WHAT YOU HAVE TO DO: Extend the piece about vacation reading below, beginning after its final sentence.

Apocalypse, pestilence, death. As I head back to work after a late-summer vacation, those words are on the tip of my tongue. Now before your mind drifts too far afield, this is not a synopsis of the time spent with family, or even my in-laws—although some have used similar words to describe my mother’s cooking. Rather, these are the descriptors of my vacation reading.
I started the week relaxing contentedly with Cormac McCarthy’s “The Road.” I chose this book in part because I noticed that it soon will be released as a movie, but mostly because it had won the dustiest-book-in-my-office-reading-pile award. This tale of a young boy and his father traversing a post-apocalyptic America was shocking and surreal. I couldn’t help but interchange images of my 2-year-old son, Greyson, and me out on that road fighting for our existence. In my personal fictional account, I continuously, and heroically, MacGyver my way across a burned-out and treacherous landscape with death-defying adeptness—all the while Grey unknowingly totters, drooling and muttering in tow.
Reality, of course, would paint us in substantially different roles, with mine involving the lion’s share of muttering and drooling, leaving Grey wishing the apocalyptic dealer had dealt him his mother instead.
Next up, “The Last Town on Earth,” by Thomas Mullen. I don’t recall how this book got into my reading pile, but I’m glad it did. The story is set in the fictional city of Commonwealth in 1918. The small, isolated mill town makes the drastic decision to stanch the tide of Spanish flu by cutting itself off from civilization through a self-imposed quarantine.
It is here, on p. 98, that I was sidetracked by a family member’s question—“Do you think this swine flu will be as bad as the Spanish flu?” I was asked shortly after being inquired about my reading choice. “Of course not,” I replied knowingly, moments before realizing I didn’t know. In fact, I didn’t have the faintest idea—not because it’s tough to divine the future, but because I realized I had little more than a passing knowledge of the famous flu that raked the world early last century. And with that, I was off on my final vacation reading session—a quest to slake my thirst for influenza knowledge.

PROVIDED MATERIAL:
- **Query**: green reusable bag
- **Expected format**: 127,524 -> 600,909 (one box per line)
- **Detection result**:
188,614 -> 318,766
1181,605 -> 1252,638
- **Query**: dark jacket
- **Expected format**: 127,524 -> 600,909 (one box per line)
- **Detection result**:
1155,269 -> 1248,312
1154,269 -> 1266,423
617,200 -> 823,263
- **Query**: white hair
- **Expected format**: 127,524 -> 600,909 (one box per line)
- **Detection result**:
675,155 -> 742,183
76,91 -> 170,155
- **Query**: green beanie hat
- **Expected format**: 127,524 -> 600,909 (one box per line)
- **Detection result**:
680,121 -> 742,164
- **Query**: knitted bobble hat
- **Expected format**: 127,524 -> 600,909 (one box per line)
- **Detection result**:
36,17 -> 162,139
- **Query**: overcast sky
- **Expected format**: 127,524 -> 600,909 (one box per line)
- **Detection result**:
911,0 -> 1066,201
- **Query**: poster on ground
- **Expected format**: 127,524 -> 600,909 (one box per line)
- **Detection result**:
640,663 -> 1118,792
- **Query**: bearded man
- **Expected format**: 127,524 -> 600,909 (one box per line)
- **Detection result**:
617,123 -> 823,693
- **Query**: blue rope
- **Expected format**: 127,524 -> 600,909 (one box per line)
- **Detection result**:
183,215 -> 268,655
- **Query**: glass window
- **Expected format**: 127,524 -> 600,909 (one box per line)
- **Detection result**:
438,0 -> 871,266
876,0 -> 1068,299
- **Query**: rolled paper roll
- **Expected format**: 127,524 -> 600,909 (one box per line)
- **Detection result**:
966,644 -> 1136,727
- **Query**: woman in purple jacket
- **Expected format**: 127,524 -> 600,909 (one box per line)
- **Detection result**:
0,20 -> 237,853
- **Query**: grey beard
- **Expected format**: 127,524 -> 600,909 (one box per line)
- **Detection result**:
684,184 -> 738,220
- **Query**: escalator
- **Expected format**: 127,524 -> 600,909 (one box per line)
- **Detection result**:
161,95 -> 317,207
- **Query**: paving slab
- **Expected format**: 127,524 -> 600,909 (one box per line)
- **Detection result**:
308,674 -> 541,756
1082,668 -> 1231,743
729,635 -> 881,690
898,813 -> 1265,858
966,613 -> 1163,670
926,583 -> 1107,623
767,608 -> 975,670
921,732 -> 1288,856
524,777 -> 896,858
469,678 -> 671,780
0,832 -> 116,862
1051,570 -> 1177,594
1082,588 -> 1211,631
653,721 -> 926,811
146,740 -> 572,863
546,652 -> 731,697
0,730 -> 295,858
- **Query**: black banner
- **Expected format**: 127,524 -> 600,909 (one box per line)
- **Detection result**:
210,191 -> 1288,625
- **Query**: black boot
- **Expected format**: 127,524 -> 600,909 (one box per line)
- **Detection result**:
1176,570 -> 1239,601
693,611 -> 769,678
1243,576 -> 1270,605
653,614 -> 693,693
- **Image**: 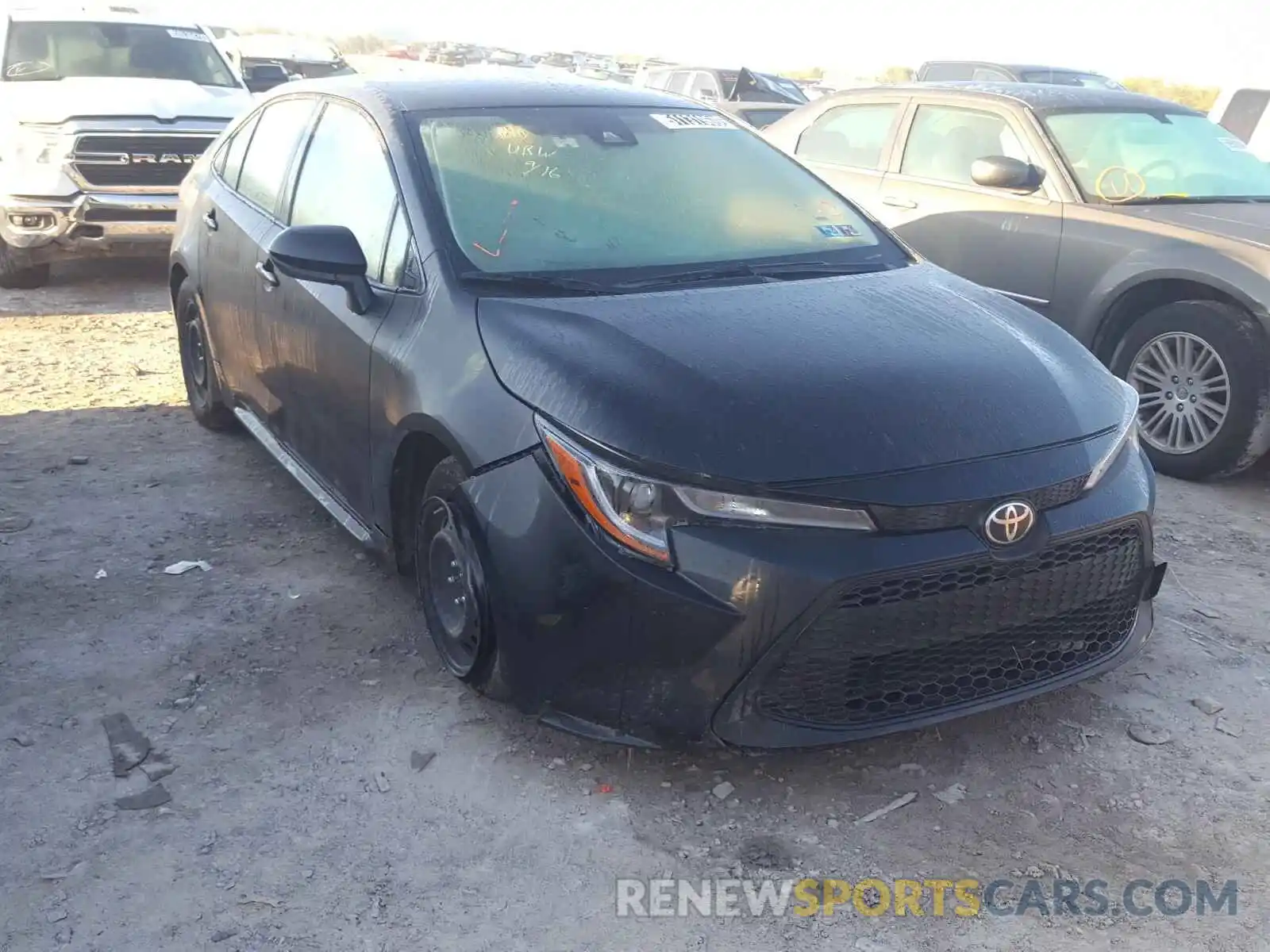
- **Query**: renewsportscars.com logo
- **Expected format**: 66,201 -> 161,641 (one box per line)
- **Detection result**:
616,877 -> 1240,918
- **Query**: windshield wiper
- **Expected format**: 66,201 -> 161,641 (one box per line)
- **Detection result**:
612,262 -> 887,290
1113,195 -> 1270,205
459,271 -> 611,294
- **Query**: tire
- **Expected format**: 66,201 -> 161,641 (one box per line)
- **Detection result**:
1111,301 -> 1270,480
175,278 -> 237,433
414,455 -> 510,701
0,241 -> 52,290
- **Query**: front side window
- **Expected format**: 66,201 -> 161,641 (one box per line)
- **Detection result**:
237,98 -> 314,213
4,21 -> 240,87
1222,89 -> 1270,142
794,103 -> 899,169
421,106 -> 908,279
899,106 -> 1027,186
1043,110 -> 1270,205
741,109 -> 790,129
291,103 -> 398,281
216,113 -> 260,189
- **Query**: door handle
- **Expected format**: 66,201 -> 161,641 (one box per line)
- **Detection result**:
881,195 -> 917,211
256,262 -> 278,290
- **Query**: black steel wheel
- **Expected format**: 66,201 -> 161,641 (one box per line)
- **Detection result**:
175,278 -> 237,430
414,457 -> 508,698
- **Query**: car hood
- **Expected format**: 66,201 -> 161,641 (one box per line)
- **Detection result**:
0,78 -> 252,125
478,264 -> 1124,485
1116,202 -> 1270,250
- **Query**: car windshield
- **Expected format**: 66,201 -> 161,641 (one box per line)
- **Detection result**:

EXPECTED OUTPUT:
The Spanish flu pandemic of 1918-1920 was the first of three to hit in the 20th century. It took its name not from its site of origin (debated but generally felt to be the U.S., Kansas specifically), but rather from the fact that Spain, a neutral country in World War I, had the most uncensored lines of communication, so the most credible news of the disease came from that country. This provided the false impression that Spain was the only—or at least most dramatically—affected country. Like today’s swine flu, the Spanish flu was an H1N1 influenza. To sate your inner microbiologist, this means the virus exhibits the first of 16 subtypes of hemagglutinin (H) and nine subtypes of neuraminidase (N). Generally, only H1, H2, H3, and N1 and N2 affect humans, and tend to cause mild disease in otherwise healthy populations, killing the immunocompromised, the very young, and the very old. This typically results in a case-fatality rate of about 0.1% and 250,000 to 500,000 deaths worldwide annually.